Instruction :: Copy every one of the rows below word for word, keeping each line the same.
[start]
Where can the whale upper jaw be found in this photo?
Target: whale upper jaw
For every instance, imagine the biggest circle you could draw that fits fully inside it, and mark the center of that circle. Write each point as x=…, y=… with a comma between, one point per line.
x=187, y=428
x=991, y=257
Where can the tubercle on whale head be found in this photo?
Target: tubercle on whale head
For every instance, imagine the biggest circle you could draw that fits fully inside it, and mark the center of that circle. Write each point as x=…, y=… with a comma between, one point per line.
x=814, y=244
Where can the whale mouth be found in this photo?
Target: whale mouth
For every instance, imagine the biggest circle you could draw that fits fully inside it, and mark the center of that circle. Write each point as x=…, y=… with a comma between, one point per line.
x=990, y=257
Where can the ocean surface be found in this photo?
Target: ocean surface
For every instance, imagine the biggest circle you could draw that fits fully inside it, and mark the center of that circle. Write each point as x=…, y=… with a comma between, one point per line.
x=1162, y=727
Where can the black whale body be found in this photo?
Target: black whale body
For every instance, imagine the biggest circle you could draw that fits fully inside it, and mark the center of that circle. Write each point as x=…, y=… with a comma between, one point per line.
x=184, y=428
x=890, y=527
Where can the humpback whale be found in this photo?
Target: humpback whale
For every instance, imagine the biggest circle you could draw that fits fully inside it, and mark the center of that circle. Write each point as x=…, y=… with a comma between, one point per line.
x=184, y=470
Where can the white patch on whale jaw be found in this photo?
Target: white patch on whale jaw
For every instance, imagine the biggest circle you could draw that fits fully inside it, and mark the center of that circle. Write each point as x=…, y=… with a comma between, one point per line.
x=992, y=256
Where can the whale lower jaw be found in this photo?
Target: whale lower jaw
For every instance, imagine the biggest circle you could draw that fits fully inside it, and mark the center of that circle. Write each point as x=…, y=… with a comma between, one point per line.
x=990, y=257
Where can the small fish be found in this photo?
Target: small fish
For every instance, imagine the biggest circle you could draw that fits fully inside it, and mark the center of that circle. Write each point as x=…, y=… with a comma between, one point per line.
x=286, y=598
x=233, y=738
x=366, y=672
[end]
Answer below ::
Where can the whale upper jaw be found in this photo?
Target: whale upper jaw
For every instance, imagine the biggest circle you could draw that fits fully inside it, and mark the center of that circle. Write each point as x=…, y=… with a comma between, one point per line.
x=187, y=428
x=991, y=257
Where can the tubercle on whale head be found in this photo?
Target: tubercle on whale head
For every instance, imagine the biggest circle you could draw that fits fully inside it, and mark the center of that circle. Write each point as x=…, y=… with a comma between, one point per line.
x=814, y=244
Where can the whale mouth be found in this photo?
Target: whale mouth
For every instance, imagine the biggest circle you could draw that fits fully inside it, and mark the center of that circle. Write each point as x=…, y=… with a comma between, one point per line.
x=990, y=257
Where can the ocean surface be found in this photo?
Target: ocean surface
For every instance, imagine the biggest circle you could draw that fits fully inside it, and mark the center of that circle. Write each point as x=…, y=… with a comma between, one point per line.
x=1162, y=727
Where can the black whale body be found in this photo?
Target: black whale body
For every instance, imagine the biggest circle you could draw that fits fully inside it, and mark the center of that circle. Write each point as x=…, y=… with a comma between, one point per line.
x=184, y=428
x=890, y=527
Where can the humpback whale be found in this photo?
Target: humpback whale
For every instance, imagine the biggest circle you could draw that fits fully inside it, and mark the center of that circle. Write each point as x=…, y=… with a comma between, one point per line.
x=184, y=470
Where can the white patch on whale jaw be found in this photo?
Target: white patch on whale jaw
For every instance, imagine the biggest circle you could draw that fits fully inside it, and mark the center of that circle. Write each point as x=…, y=… with a comma between, one point per line.
x=992, y=256
Where can the whale lower jaw be found in this photo?
Target: whale lower jaw
For every instance, imagine the biggest circle you could draw that fits fully inside it, and mark the center of that circle. Write each point as x=…, y=… with a comma between, one point per line.
x=990, y=257
Where can the small fish be found in this photo?
Target: small fish
For every instance, imagine the biggest circle you could draw that fits fully inside it, and mark the center of that circle. Write each point as x=…, y=… with a comma between, one point per line.
x=286, y=598
x=233, y=738
x=366, y=672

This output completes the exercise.